-- Data for this exercise follows --

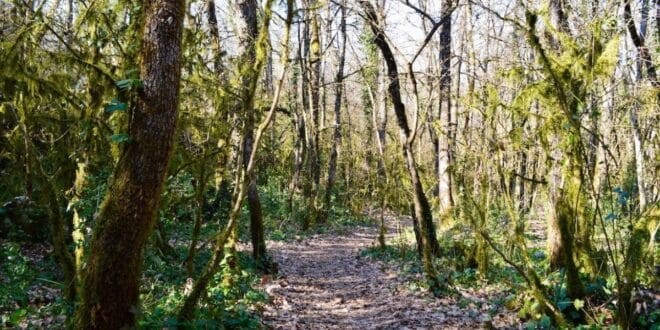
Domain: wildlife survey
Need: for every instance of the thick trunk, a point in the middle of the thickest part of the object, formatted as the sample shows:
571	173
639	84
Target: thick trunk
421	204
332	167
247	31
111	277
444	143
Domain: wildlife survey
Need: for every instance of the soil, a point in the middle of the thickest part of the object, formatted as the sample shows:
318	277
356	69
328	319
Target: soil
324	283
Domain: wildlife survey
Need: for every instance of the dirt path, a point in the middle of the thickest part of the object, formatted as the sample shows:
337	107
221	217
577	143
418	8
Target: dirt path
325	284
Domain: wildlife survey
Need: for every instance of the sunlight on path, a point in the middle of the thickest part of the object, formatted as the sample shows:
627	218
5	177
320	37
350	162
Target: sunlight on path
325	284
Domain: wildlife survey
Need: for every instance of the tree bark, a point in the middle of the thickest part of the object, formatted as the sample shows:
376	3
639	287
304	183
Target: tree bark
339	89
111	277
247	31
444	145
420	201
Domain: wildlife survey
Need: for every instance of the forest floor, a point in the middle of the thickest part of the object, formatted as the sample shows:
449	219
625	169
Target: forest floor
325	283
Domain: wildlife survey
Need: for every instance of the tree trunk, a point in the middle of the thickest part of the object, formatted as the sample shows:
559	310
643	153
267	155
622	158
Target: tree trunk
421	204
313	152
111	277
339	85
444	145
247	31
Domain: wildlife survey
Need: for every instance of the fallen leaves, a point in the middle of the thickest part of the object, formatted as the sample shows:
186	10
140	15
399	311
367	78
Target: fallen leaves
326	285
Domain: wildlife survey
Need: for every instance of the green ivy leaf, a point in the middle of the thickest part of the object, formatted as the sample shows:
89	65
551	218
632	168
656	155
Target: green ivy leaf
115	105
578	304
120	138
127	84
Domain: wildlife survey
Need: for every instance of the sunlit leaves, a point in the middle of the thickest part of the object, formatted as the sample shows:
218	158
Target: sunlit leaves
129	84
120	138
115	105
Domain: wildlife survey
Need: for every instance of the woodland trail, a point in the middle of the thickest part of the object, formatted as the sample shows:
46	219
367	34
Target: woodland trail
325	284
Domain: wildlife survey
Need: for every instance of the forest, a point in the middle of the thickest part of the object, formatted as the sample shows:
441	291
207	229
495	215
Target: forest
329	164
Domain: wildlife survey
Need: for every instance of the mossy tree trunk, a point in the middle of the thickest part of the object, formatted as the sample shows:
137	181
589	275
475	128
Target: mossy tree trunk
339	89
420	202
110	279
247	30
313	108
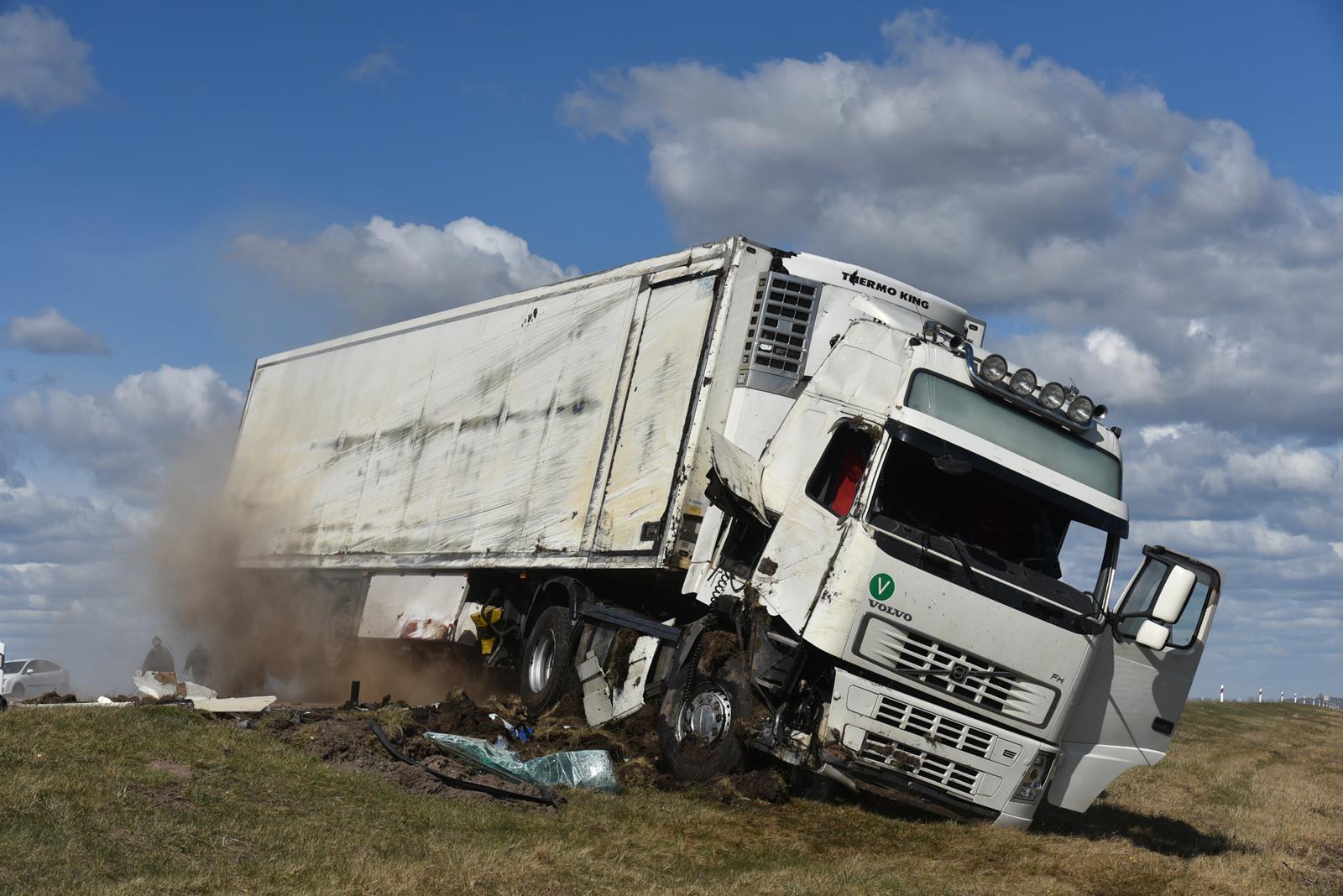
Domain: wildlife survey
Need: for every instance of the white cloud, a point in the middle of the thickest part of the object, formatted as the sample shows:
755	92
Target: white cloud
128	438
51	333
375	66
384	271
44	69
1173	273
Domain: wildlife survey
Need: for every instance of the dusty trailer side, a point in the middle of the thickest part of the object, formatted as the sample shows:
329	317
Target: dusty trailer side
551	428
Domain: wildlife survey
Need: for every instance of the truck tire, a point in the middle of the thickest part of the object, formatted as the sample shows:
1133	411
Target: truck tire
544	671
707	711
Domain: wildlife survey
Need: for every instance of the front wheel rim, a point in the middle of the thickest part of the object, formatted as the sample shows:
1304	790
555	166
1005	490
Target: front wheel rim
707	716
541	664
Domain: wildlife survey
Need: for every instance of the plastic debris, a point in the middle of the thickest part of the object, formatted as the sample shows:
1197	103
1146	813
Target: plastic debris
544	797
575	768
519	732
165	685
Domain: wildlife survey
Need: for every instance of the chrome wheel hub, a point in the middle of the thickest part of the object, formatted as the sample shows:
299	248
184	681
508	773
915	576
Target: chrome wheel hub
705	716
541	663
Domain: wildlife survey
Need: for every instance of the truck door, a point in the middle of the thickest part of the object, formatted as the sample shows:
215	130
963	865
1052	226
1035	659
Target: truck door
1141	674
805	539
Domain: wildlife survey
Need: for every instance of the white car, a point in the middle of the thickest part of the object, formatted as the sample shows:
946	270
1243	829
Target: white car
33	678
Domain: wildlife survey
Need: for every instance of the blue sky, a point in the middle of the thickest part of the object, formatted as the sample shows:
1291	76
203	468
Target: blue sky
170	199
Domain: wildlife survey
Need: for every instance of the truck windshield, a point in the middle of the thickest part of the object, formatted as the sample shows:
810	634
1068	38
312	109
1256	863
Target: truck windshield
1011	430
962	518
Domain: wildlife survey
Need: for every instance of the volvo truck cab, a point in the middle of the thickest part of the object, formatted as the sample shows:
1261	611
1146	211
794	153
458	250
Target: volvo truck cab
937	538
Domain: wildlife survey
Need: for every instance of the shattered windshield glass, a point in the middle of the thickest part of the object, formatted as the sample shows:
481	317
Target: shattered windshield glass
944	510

-- Data for this exercise concluded --

The task: Please repeat the data above exactly as it appears, pictures excluded.

Answer area:
Domain: wildlife survey
Need: for every instance of the thick trunk, a point in the middle of the thickest part of the object, formatted as the sample shows:
571	173
639	84
Target: thick trunk
421	204
332	167
247	31
111	277
444	143
Domain: wildlife survey
Need: for every instance of the soil, a point in the middle of the thickest part of the object, formatted as the sample shows:
318	277
356	69
328	319
Target: soil
324	283
Domain: wildlife survey
Need: for every instance of the dirt path, a point in the middle of the thickest part of the object, formatted as the sample shows:
337	107
221	217
577	143
418	8
Target: dirt path
325	284
Domain: wildlife survey
Need: for every instance of the sunlight on path, a point in the middle of the thickest part of the object, formatted as the sample shows:
627	218
5	177
320	37
350	162
Target: sunlight on path
325	284
Domain: wildlife survey
Need: for every instance of the tree bark, a point in the middle of the thickest part of the object, formatted as the sample shows:
376	3
639	287
304	183
Target: tree bark
339	89
111	277
247	31
444	145
420	201
Domain: wildlife survey
Need: for every instance of the forest floor, a point in the middle of the thickest part of the object, formatted as the sample shows:
449	219
625	169
Target: forest floor
325	283
Domain: wildlife survey
Need: for every instance of the tree trunk, a point in the middle of the thickest part of the object, formatted as the sample shows:
559	310
643	153
267	155
622	158
Target: tree trunk
421	204
313	152
111	277
339	85
444	145
247	31
Domain: wildlife survey
Need: for every instance of the fallen leaves, a point in the middle of the thickest part of the object, formatted as the sample shows:
186	10
140	15
399	311
367	78
Target: fallen leaves
326	285
Domain: wildlife survey
Need: for every instance of the green ivy leaf, a point in the middle of the thickest part of the object, formatted as the sample shows:
89	65
551	218
632	168
656	155
Target: green ivy leaf
115	105
578	304
120	138
127	84
Domain: wildlife survey
Need: for every instance of the sunlit leaves, a point in the middle of the thickest part of the object, formatted as the sample shows:
218	158
Target: sunlit leaves
129	84
120	138
115	105
Domain: wildlife survey
Need: for every instance of the woodland trail, a point in the middle of the thickest part of the object, formatted as the sample shows:
46	219
367	34
Target: woodland trail
325	284
Domain: wildlife survey
Need: for every instance of the forest, a point in the middle of the thickest part of the object, formatted as the sample shows:
441	291
207	229
495	215
Target: forest
329	164
Domain: wildlife survey
Need: for every instance of the mossy tree trunk, a point in the middle of the thickest part of the object, formatted as the sample shows:
137	181
589	275
475	128
Target: mossy tree trunk
339	89
420	202
110	279
247	30
313	108
Domain: wildlife survey
Need: for every instance of the white cloud, a point in the middle of the thickest part of the object, formatted as the sample shows:
755	92
Target: white cloud
128	438
51	333
375	66
384	271
44	69
1173	273
Domain: wildlife survey
Need: for every instance of the dusty trailer side, a point in the middle of the thickest part of the object, formatted as the sample shows:
329	317
Target: dusty trailer side
551	428
Domain: wildlife survey
Need: for every instance of the truck tire, a point in the middle of the thickest part of the object, formatted as the sample shows:
1133	411
Target: truck tire
544	671
707	711
Domain: wildlife survey
Need: for every instance of the front wheel rim, a point in the middle of the thickest part of the object, formatted as the sample shows:
1304	790
555	166
1005	490
Target: front wheel rim
707	716
541	664
Domain: wildlife survey
Need: for every instance of the plastic debris, a point in the middle of the thickest part of the object, formatted as the sample shows:
1197	103
1146	813
Target: plastic debris
544	797
575	768
519	732
165	685
Domain: wildlife survey
Need: for every instance of the chrome wheel hub, a point in the middle of the thickest part of the object, formatted as the sample shows:
299	248
184	681
508	773
915	576
Target: chrome wheel hub
705	716
541	663
Domain: wildlife survey
Need: for every instance of the truck door, a point in the middle of the thickest part of the object, formatted as the sample shows:
215	130
963	865
1052	226
1035	659
Target: truck door
1141	674
805	539
Domain: wildlife survey
Need: for every instance of the white car, a point in the middle of the thickest part of the object, formatted as the sample shows:
946	270
1243	829
Target: white car
33	678
Domain: wildlife survey
Need: for every instance of the blue sky, a point in the middle of the thickest part of the object, formatted as the sample shows:
1291	76
203	468
Target: blue sky
170	199
Domain: wildlife survey
Need: for every instance of the truck windshield, a point in the middle of the thickest part of the object, formatted as the sample shows:
810	634
1068	38
312	109
1256	863
Target: truck windshield
1011	430
962	518
Domain: wildlife survey
Need: for every instance of the volvo truck cab, a point in the middle of the thickest part of the object, formatted as the sample shows:
1261	611
1146	211
794	153
458	250
Target: volvo truck cab
937	538
Domain: wildlife survey
Need: for every instance of the shattered windshield glass, a point in the middle of the thickest part of the object, formatted as the sample shows:
481	317
Target: shattered windshield glass
944	510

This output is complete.